Referring expression data
+++
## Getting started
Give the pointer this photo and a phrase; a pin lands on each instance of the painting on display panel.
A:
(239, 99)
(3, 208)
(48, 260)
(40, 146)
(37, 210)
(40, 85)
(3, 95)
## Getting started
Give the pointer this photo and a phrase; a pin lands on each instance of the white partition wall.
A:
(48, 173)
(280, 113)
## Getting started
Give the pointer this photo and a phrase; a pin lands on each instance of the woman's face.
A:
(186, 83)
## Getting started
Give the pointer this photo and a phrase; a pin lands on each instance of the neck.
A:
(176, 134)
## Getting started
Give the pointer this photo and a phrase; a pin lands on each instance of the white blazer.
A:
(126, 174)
+++
*Exercise details*: All of the records above should be given again exactly as written.

*Result*:
## Getting started
Give the pointer this photo and a phrase; a pin lands on each instance of the painting on display panel.
A:
(239, 99)
(3, 208)
(48, 260)
(40, 146)
(37, 210)
(40, 85)
(3, 95)
## Getting started
Give the pointer this photo and a phrase; a pin lands on each instance of the white partition wall.
A:
(48, 173)
(280, 113)
## Getting started
Give the pointer this photo and a phrase; a pin lands on each instance of the woman's face.
A:
(186, 83)
## Getting started
Give the pointer this photo and a phrase; a pin lands on each instance of the neck.
A:
(176, 134)
## Getting started
Give the pointer this photo and a phrase; a pin lands on each instance of the white blazer.
A:
(126, 174)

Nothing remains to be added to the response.